[Referring expression pointing data]
============

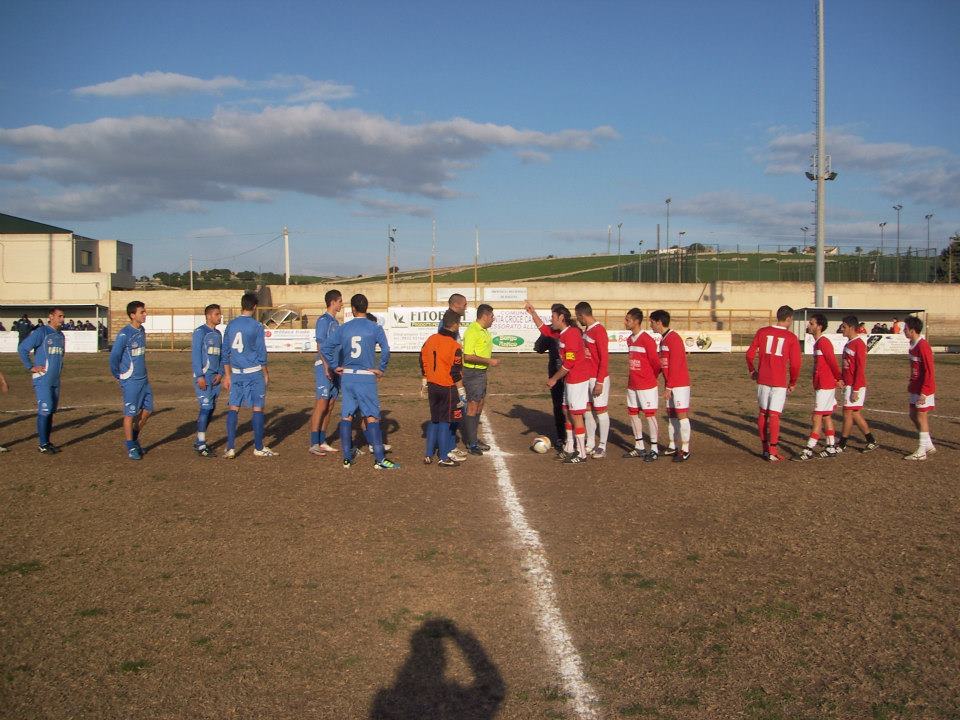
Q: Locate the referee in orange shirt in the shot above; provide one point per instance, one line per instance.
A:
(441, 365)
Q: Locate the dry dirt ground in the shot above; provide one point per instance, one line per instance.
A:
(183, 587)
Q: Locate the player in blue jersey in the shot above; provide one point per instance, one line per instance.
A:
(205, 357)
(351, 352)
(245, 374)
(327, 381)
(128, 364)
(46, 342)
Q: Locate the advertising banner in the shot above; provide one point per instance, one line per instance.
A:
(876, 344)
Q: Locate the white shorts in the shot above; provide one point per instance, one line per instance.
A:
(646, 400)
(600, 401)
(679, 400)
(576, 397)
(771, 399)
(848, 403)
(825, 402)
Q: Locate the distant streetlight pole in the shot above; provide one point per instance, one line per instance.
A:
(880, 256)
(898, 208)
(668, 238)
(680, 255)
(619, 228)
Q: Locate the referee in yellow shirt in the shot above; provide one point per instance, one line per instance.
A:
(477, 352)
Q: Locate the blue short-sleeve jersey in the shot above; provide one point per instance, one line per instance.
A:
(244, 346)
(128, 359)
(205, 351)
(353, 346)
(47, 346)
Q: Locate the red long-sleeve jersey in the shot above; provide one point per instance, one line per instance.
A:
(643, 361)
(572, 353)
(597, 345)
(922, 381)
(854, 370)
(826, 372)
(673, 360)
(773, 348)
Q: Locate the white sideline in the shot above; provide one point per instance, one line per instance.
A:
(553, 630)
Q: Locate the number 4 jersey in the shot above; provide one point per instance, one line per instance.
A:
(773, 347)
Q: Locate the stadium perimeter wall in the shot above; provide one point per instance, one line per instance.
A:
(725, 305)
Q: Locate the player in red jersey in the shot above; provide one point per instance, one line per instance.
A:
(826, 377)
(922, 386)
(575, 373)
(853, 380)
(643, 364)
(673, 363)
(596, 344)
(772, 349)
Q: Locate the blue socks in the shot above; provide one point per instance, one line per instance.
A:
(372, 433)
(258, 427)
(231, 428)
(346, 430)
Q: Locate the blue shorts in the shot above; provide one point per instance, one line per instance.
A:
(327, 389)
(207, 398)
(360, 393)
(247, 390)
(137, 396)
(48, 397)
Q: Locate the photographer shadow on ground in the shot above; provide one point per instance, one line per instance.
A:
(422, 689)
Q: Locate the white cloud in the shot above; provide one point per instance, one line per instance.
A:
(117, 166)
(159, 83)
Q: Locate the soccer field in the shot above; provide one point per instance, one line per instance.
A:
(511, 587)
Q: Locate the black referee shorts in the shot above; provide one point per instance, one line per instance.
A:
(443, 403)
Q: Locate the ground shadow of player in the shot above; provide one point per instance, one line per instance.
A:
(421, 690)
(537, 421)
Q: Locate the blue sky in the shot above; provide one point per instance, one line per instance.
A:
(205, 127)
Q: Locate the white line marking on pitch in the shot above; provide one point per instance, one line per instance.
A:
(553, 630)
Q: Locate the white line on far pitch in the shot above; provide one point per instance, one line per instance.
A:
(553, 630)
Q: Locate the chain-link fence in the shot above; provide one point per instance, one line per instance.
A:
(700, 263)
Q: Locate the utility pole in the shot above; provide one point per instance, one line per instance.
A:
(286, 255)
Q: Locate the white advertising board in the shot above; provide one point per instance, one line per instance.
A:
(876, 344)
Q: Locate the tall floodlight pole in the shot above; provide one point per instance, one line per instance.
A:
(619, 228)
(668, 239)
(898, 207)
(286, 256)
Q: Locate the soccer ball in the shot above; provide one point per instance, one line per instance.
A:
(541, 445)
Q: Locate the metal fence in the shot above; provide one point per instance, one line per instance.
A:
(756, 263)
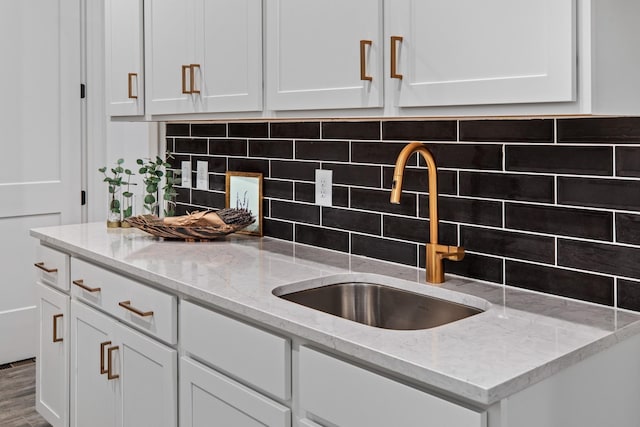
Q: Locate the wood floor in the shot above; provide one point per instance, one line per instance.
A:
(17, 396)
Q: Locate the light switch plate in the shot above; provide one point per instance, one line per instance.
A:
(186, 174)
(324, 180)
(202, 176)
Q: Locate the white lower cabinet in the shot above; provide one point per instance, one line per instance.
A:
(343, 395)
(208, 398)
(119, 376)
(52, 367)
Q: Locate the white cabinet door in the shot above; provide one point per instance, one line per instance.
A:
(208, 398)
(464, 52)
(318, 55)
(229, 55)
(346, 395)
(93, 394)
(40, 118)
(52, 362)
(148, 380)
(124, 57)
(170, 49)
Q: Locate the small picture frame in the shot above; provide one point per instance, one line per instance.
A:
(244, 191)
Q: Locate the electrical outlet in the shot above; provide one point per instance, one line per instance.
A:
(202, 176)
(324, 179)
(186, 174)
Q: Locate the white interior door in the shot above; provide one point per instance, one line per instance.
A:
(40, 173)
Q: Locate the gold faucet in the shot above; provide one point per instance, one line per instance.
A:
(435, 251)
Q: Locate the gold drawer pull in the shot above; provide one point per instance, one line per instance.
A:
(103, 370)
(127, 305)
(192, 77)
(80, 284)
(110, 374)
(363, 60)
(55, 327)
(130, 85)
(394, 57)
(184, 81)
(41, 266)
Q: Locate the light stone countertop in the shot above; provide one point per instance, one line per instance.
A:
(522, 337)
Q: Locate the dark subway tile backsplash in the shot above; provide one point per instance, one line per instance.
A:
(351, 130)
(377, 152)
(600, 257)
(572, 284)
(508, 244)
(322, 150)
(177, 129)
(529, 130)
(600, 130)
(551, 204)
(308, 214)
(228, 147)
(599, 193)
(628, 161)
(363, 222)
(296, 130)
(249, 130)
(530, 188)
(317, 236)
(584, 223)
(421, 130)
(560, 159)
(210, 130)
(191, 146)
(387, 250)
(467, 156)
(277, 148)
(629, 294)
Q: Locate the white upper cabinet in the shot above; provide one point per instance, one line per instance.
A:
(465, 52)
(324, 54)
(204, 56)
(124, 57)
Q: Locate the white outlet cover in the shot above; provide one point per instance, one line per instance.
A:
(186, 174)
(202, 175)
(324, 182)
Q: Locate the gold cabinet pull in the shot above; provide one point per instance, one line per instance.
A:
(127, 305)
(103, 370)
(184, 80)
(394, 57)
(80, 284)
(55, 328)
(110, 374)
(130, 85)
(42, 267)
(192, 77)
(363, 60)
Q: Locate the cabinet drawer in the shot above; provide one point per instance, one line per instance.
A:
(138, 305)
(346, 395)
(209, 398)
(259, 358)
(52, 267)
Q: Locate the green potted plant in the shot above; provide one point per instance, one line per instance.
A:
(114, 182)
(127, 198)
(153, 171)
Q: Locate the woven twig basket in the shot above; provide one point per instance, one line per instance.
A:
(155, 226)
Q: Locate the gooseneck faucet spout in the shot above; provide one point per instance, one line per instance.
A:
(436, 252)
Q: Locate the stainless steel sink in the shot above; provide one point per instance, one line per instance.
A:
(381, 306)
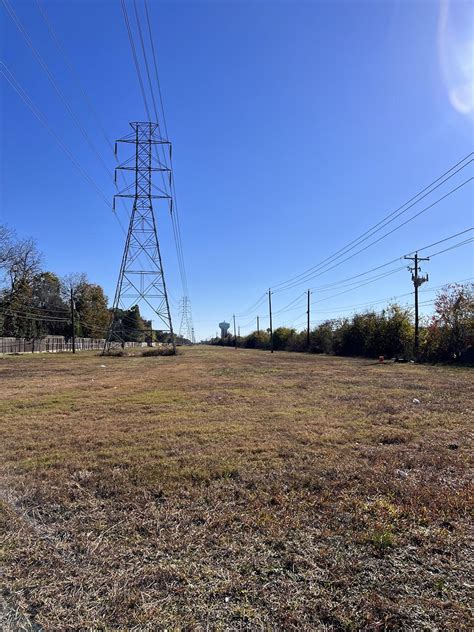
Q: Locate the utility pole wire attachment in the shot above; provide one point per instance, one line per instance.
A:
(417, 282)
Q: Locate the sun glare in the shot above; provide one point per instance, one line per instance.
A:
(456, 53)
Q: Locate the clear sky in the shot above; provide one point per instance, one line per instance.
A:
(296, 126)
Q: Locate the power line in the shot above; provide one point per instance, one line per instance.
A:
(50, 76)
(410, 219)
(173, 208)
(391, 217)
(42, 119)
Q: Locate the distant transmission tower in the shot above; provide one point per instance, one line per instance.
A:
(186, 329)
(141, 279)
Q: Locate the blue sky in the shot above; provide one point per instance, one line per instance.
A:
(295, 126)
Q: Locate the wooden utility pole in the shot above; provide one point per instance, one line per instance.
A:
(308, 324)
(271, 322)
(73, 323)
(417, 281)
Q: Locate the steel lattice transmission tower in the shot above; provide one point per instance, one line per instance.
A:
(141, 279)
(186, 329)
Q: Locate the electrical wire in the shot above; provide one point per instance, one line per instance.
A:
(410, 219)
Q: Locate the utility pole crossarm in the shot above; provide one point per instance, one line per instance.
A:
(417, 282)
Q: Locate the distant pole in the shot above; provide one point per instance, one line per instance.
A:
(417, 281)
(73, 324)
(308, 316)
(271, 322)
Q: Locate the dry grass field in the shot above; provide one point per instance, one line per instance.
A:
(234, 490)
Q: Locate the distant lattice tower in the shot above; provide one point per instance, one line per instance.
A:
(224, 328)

============

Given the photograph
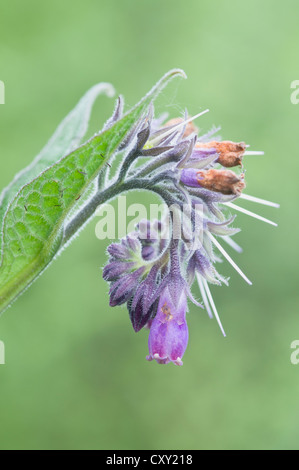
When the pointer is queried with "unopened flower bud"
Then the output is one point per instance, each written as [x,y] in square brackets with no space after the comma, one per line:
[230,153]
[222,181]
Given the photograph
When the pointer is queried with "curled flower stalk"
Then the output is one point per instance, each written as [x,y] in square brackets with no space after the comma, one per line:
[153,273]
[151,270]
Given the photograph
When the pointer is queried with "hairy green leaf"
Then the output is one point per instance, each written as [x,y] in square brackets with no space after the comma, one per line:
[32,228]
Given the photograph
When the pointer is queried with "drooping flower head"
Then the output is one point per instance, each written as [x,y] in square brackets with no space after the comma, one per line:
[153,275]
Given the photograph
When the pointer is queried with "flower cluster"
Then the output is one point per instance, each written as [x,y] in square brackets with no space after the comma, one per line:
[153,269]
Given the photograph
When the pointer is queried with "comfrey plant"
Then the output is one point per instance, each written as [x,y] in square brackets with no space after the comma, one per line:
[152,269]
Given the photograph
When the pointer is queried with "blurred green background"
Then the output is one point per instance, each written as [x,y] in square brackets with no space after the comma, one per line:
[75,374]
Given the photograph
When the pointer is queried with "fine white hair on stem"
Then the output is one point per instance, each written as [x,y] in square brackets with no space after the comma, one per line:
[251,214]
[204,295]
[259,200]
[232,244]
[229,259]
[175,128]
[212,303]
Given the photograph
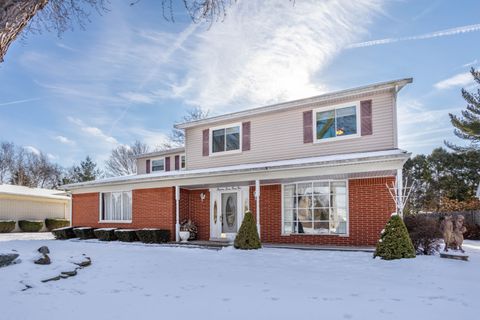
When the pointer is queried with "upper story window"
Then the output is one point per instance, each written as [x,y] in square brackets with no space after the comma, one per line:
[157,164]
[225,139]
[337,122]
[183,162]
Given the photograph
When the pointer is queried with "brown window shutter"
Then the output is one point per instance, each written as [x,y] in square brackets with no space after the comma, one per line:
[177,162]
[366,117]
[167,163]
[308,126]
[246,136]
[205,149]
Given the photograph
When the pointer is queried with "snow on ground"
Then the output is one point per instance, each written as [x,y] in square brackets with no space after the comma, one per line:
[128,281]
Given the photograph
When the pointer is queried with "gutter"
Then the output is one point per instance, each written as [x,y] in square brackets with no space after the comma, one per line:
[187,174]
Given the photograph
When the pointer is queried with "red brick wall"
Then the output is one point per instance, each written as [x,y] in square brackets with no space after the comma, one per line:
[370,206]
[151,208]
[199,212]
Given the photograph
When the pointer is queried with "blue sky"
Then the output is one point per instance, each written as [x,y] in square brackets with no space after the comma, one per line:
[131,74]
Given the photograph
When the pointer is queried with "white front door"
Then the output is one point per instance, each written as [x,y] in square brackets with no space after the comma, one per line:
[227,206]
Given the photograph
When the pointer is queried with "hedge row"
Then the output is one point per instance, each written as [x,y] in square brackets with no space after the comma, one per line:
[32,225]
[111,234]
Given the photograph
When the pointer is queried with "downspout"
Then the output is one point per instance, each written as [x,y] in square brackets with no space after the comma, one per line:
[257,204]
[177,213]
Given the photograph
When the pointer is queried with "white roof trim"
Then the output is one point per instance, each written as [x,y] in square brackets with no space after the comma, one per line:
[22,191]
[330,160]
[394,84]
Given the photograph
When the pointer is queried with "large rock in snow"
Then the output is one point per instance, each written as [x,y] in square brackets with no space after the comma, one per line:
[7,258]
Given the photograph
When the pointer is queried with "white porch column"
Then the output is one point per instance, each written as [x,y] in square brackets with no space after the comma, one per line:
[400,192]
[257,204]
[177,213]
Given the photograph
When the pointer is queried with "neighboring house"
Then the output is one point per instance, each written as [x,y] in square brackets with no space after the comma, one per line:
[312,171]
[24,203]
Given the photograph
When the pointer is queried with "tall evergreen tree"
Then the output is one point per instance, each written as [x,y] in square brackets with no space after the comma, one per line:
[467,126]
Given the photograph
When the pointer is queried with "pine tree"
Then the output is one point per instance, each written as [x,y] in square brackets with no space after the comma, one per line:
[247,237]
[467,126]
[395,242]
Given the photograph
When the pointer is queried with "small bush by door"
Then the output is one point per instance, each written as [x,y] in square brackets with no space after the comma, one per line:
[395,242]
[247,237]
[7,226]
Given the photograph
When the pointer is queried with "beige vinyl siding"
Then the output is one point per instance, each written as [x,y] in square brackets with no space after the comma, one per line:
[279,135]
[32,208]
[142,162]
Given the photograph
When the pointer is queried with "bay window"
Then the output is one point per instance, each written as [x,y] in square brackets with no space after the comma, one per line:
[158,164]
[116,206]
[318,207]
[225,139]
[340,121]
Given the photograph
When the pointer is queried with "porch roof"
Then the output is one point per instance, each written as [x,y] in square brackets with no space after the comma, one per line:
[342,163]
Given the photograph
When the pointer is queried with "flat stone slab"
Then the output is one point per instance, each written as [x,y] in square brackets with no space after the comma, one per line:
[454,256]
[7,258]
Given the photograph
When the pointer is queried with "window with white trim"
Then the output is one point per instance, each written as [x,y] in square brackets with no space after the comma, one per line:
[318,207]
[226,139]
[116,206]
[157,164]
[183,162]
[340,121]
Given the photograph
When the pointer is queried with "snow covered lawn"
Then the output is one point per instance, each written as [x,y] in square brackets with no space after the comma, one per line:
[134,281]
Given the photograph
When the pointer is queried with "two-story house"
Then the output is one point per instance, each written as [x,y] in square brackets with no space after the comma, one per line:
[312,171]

============

Search the entries above for lines containing the word "house", and copy each one.

### Your solution
When the pointer is queried with "neighboring house"
When the pointer is queried with "two-story house"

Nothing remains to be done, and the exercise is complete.